Go over the records and copy every line with the string "then".

/---

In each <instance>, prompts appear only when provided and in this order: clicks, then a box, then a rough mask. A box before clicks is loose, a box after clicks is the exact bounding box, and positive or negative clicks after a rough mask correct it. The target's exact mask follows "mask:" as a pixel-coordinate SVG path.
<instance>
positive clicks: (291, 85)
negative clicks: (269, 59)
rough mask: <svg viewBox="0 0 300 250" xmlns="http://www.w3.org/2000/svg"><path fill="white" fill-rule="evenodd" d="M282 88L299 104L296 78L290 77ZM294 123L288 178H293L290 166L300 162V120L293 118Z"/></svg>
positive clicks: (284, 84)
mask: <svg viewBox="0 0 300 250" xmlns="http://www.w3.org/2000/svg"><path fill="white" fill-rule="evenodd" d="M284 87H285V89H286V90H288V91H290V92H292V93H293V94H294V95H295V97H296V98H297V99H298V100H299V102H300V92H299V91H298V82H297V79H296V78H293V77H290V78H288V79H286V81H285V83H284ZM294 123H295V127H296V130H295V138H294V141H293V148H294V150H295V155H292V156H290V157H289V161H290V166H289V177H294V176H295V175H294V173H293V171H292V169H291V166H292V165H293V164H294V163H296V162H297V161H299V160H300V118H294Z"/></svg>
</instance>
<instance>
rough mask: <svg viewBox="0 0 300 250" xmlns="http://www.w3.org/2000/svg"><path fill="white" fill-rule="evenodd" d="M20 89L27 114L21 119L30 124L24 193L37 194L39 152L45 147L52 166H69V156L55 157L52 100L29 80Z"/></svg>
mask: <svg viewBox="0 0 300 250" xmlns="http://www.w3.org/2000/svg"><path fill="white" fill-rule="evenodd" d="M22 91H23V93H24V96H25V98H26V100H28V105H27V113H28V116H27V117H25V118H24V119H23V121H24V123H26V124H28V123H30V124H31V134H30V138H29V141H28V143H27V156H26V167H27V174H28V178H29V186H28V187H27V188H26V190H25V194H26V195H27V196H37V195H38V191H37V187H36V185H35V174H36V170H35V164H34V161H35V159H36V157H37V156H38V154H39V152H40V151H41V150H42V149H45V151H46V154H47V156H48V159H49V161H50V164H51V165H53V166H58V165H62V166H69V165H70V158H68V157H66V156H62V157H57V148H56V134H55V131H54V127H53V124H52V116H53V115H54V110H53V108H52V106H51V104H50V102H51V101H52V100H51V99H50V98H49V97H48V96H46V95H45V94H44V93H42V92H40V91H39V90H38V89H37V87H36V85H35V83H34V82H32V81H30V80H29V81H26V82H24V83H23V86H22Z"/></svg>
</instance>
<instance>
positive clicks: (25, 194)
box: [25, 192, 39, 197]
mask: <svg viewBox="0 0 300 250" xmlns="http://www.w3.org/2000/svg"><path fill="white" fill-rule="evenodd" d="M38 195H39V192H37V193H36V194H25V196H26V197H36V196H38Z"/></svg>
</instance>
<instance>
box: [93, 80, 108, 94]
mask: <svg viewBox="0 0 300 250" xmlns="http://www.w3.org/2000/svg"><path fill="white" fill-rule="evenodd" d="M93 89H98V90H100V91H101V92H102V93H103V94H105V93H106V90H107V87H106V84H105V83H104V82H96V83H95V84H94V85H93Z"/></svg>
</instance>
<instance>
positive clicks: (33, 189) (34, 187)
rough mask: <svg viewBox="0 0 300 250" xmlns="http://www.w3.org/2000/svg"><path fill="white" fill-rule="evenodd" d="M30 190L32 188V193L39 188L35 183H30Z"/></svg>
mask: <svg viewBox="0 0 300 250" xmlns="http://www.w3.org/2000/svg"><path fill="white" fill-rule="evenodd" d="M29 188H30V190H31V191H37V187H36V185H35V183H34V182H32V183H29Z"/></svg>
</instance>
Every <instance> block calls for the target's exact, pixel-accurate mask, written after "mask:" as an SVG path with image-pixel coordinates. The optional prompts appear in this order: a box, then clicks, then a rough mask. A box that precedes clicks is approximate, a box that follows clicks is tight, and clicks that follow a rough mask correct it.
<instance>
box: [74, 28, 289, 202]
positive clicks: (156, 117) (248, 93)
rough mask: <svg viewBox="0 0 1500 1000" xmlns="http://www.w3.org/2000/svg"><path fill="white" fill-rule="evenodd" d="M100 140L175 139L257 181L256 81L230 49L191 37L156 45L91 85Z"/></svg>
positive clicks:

\---

# [EXERCISE RESULT]
In each <instance>, prompts appear only when provided and in this order: clicks, then a box, then a rough mask. A box before clicks is loose, a box after clicks is the exact bounding box, and positive or negative clicks after a rough mask correct it. The target's exact mask follows "mask:" as a pixel-coordinate SVG path.
Every <instance> block calls for the target's exact, pixel-accurate mask, written after "mask:" as an SVG path with image-pixel coordinates. The optional prompts appear in this order: a box, then clicks, then a rough mask. A box that precedes clicks is approximate, a box that follows clicks is tight, and clicks that follow a rough mask correct it.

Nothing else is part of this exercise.